Dresden International Graduate School for Biomedicine and Bioengineering

• How is the brain organized in a temporally and spatially controlled manner?
• How do brain cells maintain their cellular identities/plasticity in our life long after they are generated during development?
• How aging and age-related neurodegenerative diseases impact on cellular identity and plasticity in the brain?

Elucidating theses questions is fundamental to understanding brain development and aging.

Previous research – temporal and spatial regulation of brain development

In my PhD work, I investigated how the initiation of neural circuit formation is regulated. Using mouse sensory systems, I found that the birthing process triggers the initiation of sensory circuit formation through serotonin signaling. Although birth is the most dramatic environmental change that a mammal will experience, little was known about its importance to brain development. The findings highlight a novel role of birth-serotonin signaling and its possible link to birth defects in brain development (Toda et al., Dev. Cell 2013).

During post-doctoral fellow, I first addressed how the human cortex has expanded and acquired its stereotypical folding pattern during evolution. I found that the expansion of neural progenitor populations within specific regions underlies the stereotypical patterns of cortical folding (Toda et al., Sci. Reports, 2016; Matsuda and Toda et al., Sci. Reports, 2015).
----------
#### [Tasks to complete]
- 1) List every publication cited in parentheses in the research statement on brain development and aging, giving each citation as it appears there.
- 2) From the research statement on brain development and aging, reproduce word for word the part that opens with the words containing "Dresden International Graduate" and closes with "development and aging.".
- 3) Carry the research statement on brain development and aging further, starting after its final sentence.
----------
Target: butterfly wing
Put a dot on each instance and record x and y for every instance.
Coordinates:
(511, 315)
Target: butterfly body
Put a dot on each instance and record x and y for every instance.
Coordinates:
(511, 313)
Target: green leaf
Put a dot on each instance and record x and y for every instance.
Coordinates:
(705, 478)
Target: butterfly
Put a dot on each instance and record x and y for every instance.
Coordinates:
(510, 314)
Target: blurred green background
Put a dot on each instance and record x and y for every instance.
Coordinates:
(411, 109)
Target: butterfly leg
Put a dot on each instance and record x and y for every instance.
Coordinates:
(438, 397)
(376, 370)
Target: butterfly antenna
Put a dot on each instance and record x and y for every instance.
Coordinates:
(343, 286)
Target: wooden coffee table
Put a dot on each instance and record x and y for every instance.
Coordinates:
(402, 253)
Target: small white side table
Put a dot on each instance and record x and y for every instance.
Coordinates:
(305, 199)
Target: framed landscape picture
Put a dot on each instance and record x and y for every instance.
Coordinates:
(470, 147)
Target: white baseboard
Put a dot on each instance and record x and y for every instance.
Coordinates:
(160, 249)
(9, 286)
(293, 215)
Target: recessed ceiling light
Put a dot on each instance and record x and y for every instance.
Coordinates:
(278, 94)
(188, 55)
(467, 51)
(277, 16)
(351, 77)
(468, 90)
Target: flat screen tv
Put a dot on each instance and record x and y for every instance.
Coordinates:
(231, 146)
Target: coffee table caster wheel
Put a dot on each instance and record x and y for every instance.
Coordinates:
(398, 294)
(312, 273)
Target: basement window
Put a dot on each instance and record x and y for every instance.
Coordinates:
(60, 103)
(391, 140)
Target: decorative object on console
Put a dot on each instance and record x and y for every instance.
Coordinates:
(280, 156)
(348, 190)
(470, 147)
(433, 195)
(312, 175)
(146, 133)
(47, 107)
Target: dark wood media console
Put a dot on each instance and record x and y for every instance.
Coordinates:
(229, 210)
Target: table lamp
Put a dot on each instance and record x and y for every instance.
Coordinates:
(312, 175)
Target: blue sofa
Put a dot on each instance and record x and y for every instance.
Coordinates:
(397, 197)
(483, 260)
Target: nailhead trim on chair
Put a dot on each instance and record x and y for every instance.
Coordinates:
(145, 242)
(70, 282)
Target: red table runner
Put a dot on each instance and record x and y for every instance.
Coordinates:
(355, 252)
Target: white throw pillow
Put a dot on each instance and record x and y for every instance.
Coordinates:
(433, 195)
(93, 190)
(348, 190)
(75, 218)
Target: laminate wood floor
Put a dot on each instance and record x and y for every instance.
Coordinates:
----------
#### [Responses in order]
- 1)
Toda et al., Dev. Cell 2013
Toda et al., Sci. Reports, 2016
Matsuda and Toda et al., Sci. Reports, 2015

- 2)
Dresden International Graduate School for Biomedicine and Bioengineering

• How is the brain organized in a temporally and spatially controlled manner?
• How do brain cells maintain their cellular identities/plasticity in our life long after they are generated during development?
• How aging and age-related neurodegenerative diseases impact on cellular identity and plasticity in the brain?

Elucidating theses questions is fundamental to understanding brain development and aging.

- 3)
Current research – long-term maintenance of neural identity and plasticity

These studies of brain development set the stage for my current research efforts, which are focused on understanding the maintenance of neural identity and plasticity. Neural identity is initially specified by key transcription factors (TFs) and this neural identify must be maintained throughout life. To achieve robust cell type-specific gene regulation, there must be a structural platform that enables these TFs to maintain both a specific pattern of gene expression and neural identity. Strikingly, each neural cell type exhibits a distinct nuclear architecture, which refers to the non-random positioning of lineage-specific genes and heterochromatin/euchromatin within the nucleus (Fig 1). Neural stem cells (NSCs) possess a unique nuclear architecture, and upon differentiation, it is dramatically re-organized in a cell type-specific manner (Fig 1). The unique nuclear architectures may thus work as a structural constraint of the key TFs’ accessibility that enables them to maintain cell type-specific transcriptional landscapes.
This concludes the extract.